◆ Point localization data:
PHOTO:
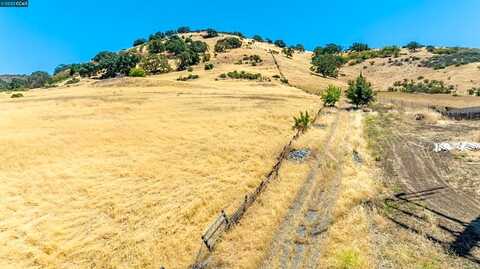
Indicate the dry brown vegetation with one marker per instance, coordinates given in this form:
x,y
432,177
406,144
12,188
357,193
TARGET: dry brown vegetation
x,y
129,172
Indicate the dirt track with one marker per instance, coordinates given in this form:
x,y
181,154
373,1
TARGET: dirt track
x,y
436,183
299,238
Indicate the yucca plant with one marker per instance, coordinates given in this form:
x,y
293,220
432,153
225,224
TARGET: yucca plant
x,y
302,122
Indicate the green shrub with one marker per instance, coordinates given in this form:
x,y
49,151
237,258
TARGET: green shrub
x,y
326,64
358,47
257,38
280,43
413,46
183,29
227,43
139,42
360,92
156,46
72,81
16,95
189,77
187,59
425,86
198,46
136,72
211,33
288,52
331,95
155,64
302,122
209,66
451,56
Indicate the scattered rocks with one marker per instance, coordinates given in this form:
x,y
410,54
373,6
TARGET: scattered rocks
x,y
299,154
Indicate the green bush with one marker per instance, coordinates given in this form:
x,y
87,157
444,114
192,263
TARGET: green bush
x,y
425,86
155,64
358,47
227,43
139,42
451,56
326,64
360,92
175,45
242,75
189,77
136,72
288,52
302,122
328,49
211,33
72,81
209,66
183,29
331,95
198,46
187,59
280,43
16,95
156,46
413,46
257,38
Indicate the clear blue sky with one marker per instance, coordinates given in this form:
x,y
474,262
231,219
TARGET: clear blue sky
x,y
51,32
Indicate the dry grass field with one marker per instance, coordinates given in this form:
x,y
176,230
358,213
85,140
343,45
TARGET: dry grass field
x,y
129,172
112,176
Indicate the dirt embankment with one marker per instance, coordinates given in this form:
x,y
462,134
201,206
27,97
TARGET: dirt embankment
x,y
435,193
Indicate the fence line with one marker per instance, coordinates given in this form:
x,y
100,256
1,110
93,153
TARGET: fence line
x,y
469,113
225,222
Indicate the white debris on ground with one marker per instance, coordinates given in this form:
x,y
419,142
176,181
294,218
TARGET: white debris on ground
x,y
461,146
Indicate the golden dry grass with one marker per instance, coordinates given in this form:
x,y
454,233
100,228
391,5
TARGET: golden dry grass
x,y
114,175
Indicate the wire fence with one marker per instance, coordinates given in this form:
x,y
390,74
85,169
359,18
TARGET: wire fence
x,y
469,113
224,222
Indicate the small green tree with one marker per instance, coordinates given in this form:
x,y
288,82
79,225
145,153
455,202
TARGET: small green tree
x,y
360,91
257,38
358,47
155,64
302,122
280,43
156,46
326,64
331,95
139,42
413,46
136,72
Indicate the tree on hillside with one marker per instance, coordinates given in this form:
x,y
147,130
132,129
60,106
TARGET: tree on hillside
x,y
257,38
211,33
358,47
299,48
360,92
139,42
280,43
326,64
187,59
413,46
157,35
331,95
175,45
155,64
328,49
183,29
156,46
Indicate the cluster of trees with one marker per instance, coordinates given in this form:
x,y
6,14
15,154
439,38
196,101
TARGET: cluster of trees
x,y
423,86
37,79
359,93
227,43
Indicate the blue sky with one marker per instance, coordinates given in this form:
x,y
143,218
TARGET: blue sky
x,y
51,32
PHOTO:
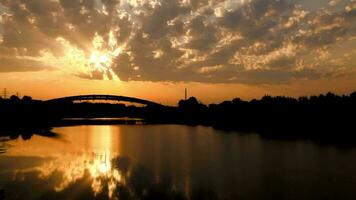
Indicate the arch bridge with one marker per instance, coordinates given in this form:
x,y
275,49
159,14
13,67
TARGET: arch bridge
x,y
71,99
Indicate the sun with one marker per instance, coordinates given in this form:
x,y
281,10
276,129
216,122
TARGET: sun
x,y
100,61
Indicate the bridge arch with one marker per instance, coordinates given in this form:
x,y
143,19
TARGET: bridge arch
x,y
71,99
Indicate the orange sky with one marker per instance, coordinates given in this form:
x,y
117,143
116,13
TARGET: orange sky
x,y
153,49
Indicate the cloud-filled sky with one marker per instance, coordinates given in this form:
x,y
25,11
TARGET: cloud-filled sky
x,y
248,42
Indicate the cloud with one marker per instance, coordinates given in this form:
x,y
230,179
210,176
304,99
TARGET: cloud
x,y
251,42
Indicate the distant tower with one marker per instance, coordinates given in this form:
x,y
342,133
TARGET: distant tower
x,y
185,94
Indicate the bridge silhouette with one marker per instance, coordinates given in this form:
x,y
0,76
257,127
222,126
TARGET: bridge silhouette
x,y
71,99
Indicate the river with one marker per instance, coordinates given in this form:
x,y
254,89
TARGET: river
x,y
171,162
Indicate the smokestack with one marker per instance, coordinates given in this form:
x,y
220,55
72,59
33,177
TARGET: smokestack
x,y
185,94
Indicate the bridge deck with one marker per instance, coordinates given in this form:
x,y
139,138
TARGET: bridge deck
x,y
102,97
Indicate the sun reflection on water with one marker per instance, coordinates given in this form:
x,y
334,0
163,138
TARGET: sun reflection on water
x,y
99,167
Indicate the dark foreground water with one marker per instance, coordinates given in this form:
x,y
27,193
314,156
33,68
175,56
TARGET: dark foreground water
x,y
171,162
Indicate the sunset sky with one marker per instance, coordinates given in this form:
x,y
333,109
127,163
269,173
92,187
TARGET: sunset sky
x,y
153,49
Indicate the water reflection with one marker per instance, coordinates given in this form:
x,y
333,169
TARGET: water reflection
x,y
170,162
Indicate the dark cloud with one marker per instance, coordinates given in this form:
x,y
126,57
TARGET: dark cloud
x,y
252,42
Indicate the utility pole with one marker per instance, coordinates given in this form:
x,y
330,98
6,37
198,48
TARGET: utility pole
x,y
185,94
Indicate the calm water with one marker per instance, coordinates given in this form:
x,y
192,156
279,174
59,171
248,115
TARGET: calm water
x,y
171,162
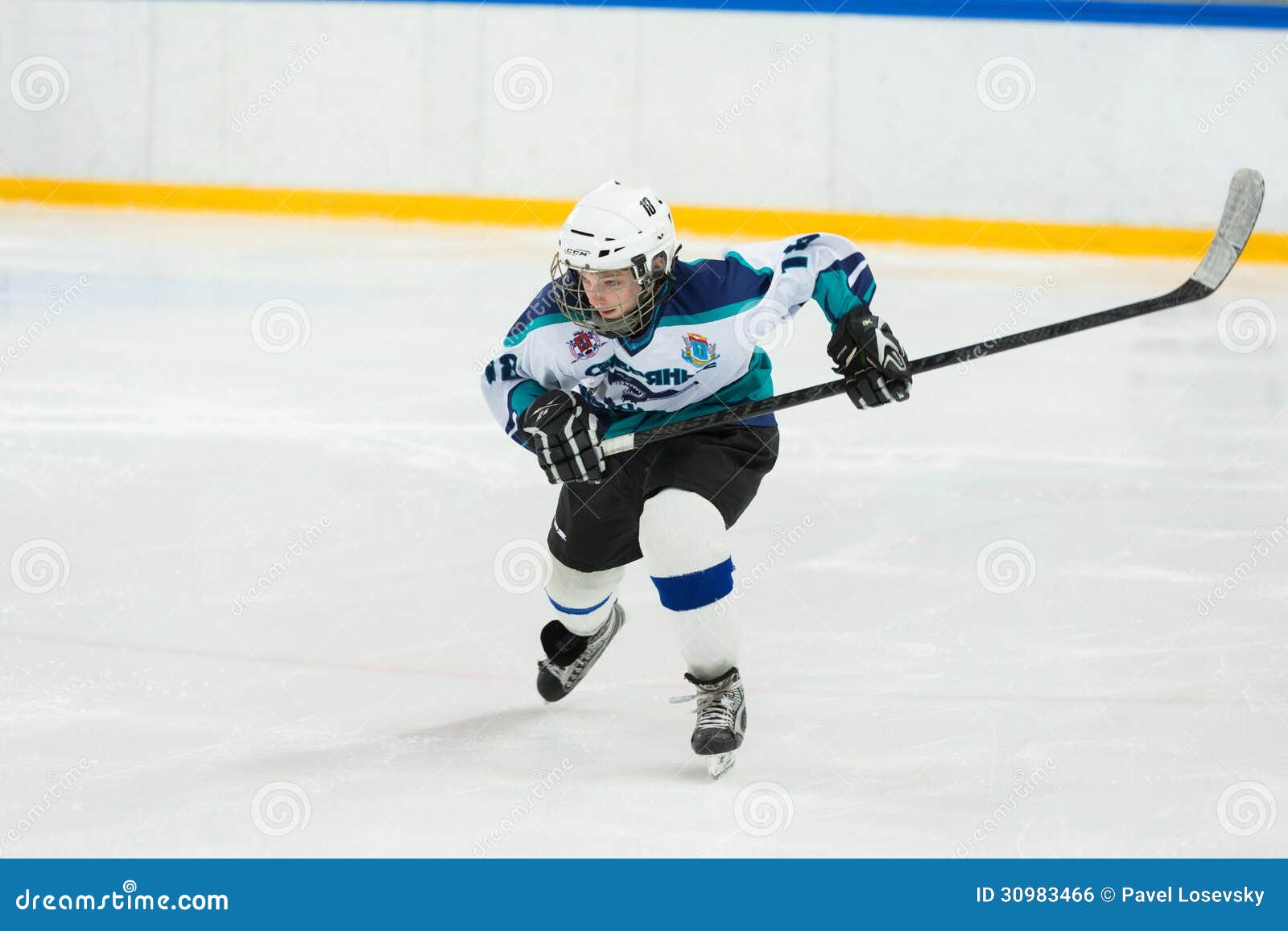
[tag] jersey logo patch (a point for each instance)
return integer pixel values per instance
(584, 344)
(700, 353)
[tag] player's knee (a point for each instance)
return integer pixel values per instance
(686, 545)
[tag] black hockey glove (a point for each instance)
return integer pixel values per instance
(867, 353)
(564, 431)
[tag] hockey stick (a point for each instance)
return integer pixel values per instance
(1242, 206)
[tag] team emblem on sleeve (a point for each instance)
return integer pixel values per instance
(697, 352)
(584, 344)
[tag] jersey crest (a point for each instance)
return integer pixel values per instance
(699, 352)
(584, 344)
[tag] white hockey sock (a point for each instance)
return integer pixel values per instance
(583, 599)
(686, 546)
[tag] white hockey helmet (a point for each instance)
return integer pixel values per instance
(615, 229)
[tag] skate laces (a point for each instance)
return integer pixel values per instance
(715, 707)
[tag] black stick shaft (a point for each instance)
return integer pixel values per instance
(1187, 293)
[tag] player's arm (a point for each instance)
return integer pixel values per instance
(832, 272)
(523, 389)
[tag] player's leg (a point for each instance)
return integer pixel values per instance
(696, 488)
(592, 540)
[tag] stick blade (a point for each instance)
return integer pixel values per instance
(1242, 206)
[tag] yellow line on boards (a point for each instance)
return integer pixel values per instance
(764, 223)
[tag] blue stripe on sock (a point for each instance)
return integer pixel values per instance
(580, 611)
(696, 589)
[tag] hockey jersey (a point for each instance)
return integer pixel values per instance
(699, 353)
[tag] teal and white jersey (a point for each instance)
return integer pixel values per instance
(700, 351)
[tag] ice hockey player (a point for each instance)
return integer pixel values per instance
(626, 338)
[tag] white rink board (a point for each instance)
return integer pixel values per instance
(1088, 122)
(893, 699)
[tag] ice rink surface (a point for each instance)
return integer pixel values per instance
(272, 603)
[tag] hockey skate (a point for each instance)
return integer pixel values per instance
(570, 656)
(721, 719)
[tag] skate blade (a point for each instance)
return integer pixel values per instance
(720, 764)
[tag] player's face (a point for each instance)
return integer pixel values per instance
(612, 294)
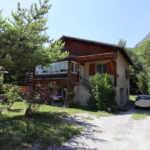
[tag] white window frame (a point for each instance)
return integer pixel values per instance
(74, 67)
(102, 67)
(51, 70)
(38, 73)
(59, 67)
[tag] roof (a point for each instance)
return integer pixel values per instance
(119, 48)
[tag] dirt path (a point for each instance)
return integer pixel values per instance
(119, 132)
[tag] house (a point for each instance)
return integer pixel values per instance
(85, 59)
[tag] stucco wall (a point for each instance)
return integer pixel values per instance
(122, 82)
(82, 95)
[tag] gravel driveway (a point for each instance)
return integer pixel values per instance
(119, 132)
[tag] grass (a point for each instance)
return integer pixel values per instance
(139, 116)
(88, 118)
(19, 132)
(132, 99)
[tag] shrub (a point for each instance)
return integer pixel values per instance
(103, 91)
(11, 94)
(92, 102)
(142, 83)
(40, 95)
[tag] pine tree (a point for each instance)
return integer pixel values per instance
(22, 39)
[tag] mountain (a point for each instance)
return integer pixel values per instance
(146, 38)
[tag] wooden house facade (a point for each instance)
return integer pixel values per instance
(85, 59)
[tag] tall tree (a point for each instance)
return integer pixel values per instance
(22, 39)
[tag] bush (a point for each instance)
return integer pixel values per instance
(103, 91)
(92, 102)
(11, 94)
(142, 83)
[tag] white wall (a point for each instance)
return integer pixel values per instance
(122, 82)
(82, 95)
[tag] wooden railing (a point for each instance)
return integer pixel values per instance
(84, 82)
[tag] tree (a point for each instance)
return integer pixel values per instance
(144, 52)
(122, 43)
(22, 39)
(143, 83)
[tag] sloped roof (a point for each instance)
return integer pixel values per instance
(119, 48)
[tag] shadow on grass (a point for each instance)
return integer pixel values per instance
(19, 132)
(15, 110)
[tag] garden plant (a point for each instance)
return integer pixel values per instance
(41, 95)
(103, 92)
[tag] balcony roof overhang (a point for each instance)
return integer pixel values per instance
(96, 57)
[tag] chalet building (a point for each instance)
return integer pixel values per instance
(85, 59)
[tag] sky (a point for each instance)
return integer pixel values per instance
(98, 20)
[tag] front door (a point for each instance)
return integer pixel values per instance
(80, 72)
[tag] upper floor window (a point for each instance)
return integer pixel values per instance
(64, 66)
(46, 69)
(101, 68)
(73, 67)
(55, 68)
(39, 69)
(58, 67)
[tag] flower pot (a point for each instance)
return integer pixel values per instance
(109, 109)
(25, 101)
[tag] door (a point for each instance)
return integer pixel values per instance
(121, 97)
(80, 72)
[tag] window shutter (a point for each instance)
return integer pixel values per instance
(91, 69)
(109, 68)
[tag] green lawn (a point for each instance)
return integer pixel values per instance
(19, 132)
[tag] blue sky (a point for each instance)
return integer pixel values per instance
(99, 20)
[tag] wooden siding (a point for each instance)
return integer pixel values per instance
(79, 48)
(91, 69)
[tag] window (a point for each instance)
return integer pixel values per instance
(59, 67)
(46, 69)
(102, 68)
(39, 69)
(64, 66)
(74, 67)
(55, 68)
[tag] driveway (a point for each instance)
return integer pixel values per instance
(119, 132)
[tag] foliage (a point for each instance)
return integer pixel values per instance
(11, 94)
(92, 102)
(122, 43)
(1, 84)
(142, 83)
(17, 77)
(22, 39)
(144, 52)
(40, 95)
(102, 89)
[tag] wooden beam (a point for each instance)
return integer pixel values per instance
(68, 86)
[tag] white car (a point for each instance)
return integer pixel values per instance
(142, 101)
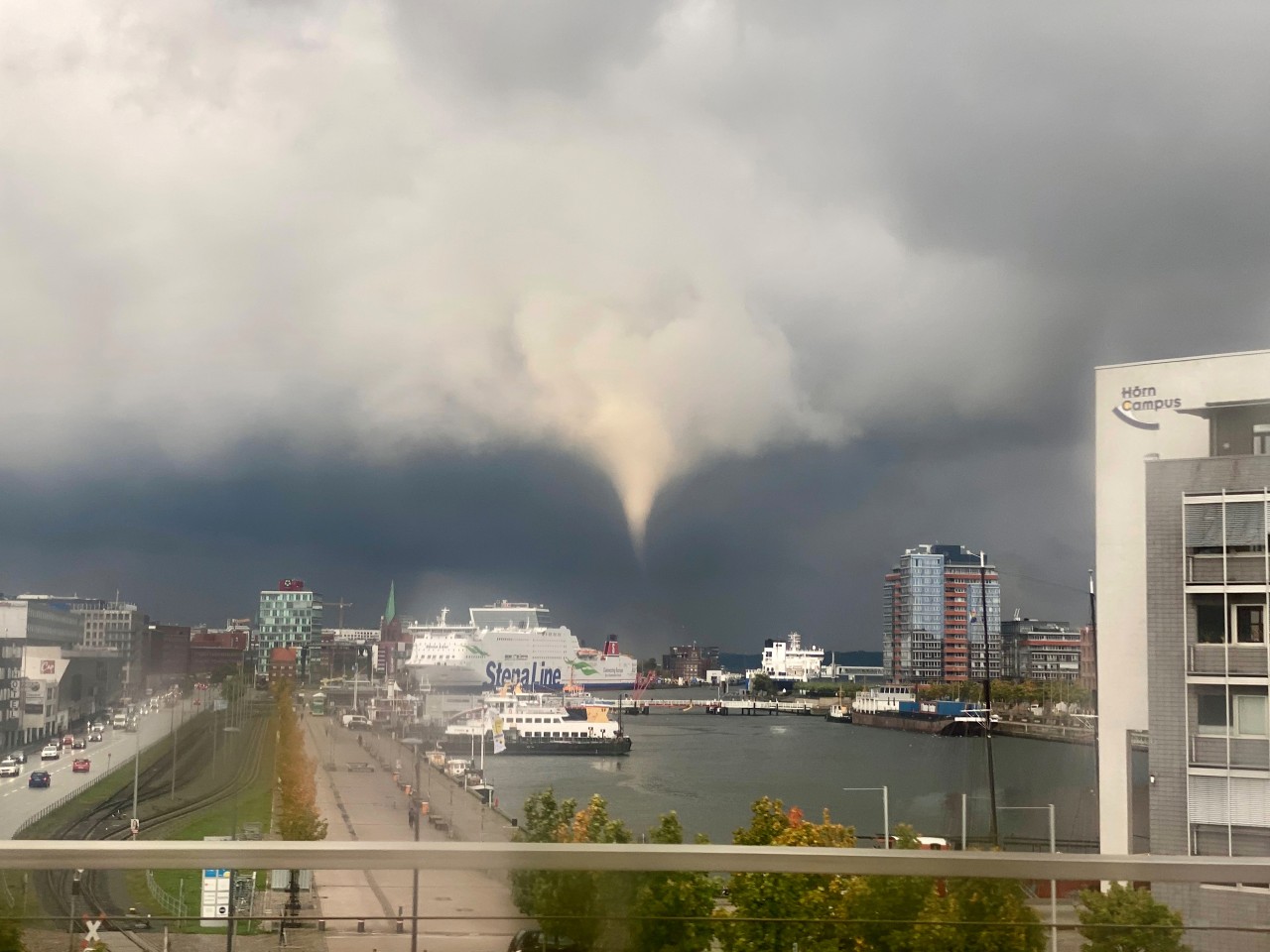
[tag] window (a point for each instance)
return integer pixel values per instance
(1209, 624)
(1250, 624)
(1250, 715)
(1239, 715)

◆ EXERCISE:
In the records above, which lines hold the string "house"? Copy each one.

◆ RESULT OF THE EXERCISE:
[tag] house (a point for each instance)
[tag] wooden house facade (a point for each instance)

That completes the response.